Given task: Recast every line of the records below as a JSON list of strings, one string per line, with blank lines left out.

[A series of records]

━━━━

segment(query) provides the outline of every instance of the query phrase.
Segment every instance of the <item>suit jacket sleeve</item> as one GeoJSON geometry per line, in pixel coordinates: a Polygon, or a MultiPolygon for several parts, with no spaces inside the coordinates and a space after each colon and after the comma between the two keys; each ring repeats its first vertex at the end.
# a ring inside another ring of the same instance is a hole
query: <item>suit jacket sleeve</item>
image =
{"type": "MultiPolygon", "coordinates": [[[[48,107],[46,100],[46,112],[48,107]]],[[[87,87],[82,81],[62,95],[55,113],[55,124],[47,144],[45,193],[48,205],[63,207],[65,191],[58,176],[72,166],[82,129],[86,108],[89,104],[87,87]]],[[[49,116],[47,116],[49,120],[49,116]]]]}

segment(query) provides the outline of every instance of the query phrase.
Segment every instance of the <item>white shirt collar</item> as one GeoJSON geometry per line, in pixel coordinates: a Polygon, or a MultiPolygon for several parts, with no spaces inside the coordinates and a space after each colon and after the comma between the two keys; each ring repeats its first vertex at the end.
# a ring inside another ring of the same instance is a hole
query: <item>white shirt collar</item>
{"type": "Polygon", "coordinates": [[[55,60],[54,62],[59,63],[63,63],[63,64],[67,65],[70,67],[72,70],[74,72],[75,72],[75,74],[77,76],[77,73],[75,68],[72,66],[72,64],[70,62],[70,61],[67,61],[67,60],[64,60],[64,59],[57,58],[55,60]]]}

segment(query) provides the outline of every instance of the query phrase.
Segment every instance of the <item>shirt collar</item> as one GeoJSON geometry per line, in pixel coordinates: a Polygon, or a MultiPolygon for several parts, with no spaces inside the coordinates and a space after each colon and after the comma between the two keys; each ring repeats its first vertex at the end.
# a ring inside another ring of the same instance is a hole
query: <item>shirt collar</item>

━━━━

Answer below:
[
  "segment(query) provides the outline of every instance of the query phrase.",
  "Segment every instance of the <item>suit jacket sleeve</item> as one GeoJSON geometry per line, in pixel coordinates: a Polygon, or a MultiPolygon for several parts, with no spaces inside the coordinates and a space after each colon and after the comma between the two keys; each ring repeats its first vertex at the end.",
  "# a ring inside another ring of the same instance is a hole",
  "query: <item>suit jacket sleeve</item>",
  "image =",
  "{\"type\": \"MultiPolygon\", \"coordinates\": [[[[48,107],[46,100],[46,112],[48,107]]],[[[87,87],[82,81],[62,95],[55,113],[55,124],[47,144],[45,193],[48,205],[63,207],[65,191],[58,176],[72,166],[82,129],[86,108],[89,104],[87,87]]],[[[49,116],[47,116],[49,120],[49,116]]]]}",
  "segment(query) provides the outline of every instance of the query phrase.",
  "Segment every instance of the <item>white shirt collar</item> as one GeoJSON geometry per line, in pixel coordinates: a Polygon, or a MultiPolygon for several parts, with no spaces inside the coordinates and a space after each colon and after the comma between the two keys; each ring repeats its first vertex at the end.",
  "# a ring inside another ring of the same instance is a hole",
  "query: <item>white shirt collar</item>",
  "{\"type\": \"Polygon\", \"coordinates\": [[[55,60],[54,62],[59,63],[63,63],[63,64],[67,65],[70,67],[72,70],[74,72],[75,72],[75,74],[77,76],[77,73],[75,68],[72,66],[72,64],[70,62],[70,61],[67,61],[67,60],[64,60],[64,59],[57,58],[55,60]]]}",
  "segment(query) provides the outline of every instance of the query phrase.",
  "Segment every instance of the <item>shirt collar</item> as one GeoJSON geometry per line, in pixel coordinates: a Polygon, or a MultiPolygon for several parts, with no spaces inside the coordinates and a space after each colon and after the comma between the two keys; each ring repeats its first vertex at the end.",
  "# a ring inside another ring of the same instance is a hole",
  "query: <item>shirt collar</item>"
]